Core Concepts
Multimodal models exhibit improved performance over text-only models in understanding and generating novel compositions of concepts derived from sequential multimodal inputs, highlighting the importance of leveraging multiple modalities for compositional generalization.
Abstract
The study aims to investigate the capability of multimodal models to exhibit sequential compositional generalization, which is the ability to understand and generate predictions about novel compositions of primitive elements derived from sequential multimodal inputs.
The authors introduce the COMPACT dataset, which is carefully curated from the EPIC-KITCHENS-100 dataset to ensure that the individual concepts are consistently distributed across training and evaluation sets, while their compositions are novel in the evaluation set. This setup requires the models to exhibit systematic generalization when interpreting the evaluation set.
The authors benchmark several unimodal and multimodal models, including text-only, vision-language, audio-language, and models that combine multiple modalities, on two tasks: next utterance prediction and atom classification. The results show that bi-modal and tri-modal models exhibit a clear edge over their text-only counterparts, emphasizing the importance of multimodality for compositional generalization. However, all models struggle to master this challenge, indicating the formidable nature of the task.
Further analysis reveals that models perform significantly better on in-domain (non-compositional) data compared to the out-of-domain (compositional) data, highlighting the unique difficulty introduced by compositionality. This suggests that while models can recognize individual concepts, they struggle to effectively generalize and adapt to novel combinations of these primitives.
The authors conclude that the proposed COMPACT dataset and the associated tasks provide a valuable testbed for evaluating the compositional generalization capabilities of multimodal models, and they hope this work will stimulate further research in this direction.
Stats
"The training and evaluation sets have similar distributions of atomic concepts (verbs and nouns) but feature varied combinations of these concepts."
"The training and evaluation sets have an atom divergence (DA) < 0.02 and a compound divergence (DC) > 0.6, representing a sweet spot in terms of target distributions of atoms and compounds."
Quotes
"Humans possess a remarkable ability to rapidly understand new concepts by leveraging and combining prior knowledge. This compositional generalization allows for an understanding of complex inputs as a function of their constituent parts."
"Addressing the challenge of compositional generalization in the context of multimodal models is increasingly important with the recent advances in large multimodal foundation models, such as GPT-4, Flamingo, and IDEFICS."

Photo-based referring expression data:
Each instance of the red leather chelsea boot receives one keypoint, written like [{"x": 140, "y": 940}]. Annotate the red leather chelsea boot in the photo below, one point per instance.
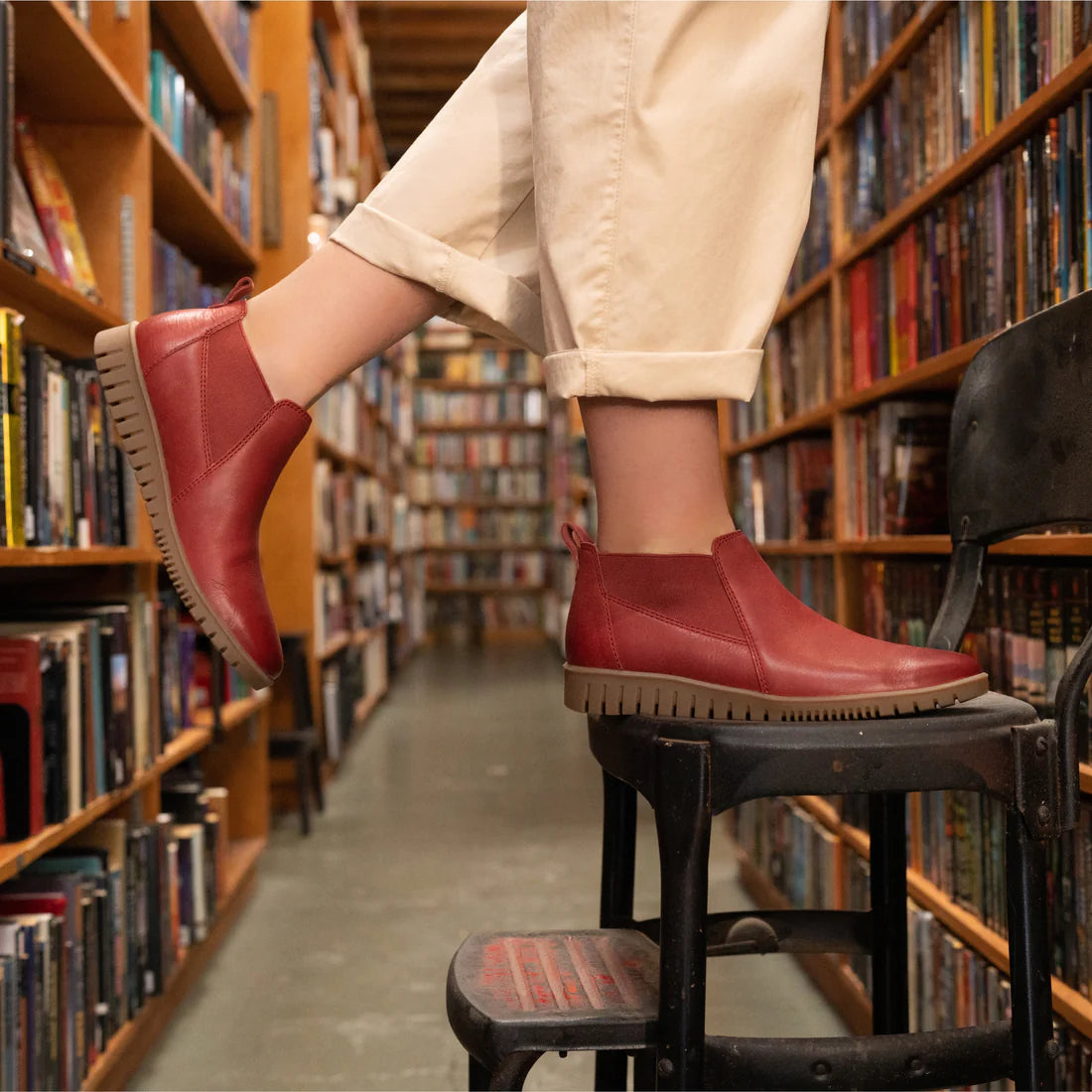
[
  {"x": 719, "y": 635},
  {"x": 206, "y": 443}
]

Assignment: In the summary of the COMPACT study, which dataset was COMPACT curated from?

Exercise solution: EPIC-KITCHENS-100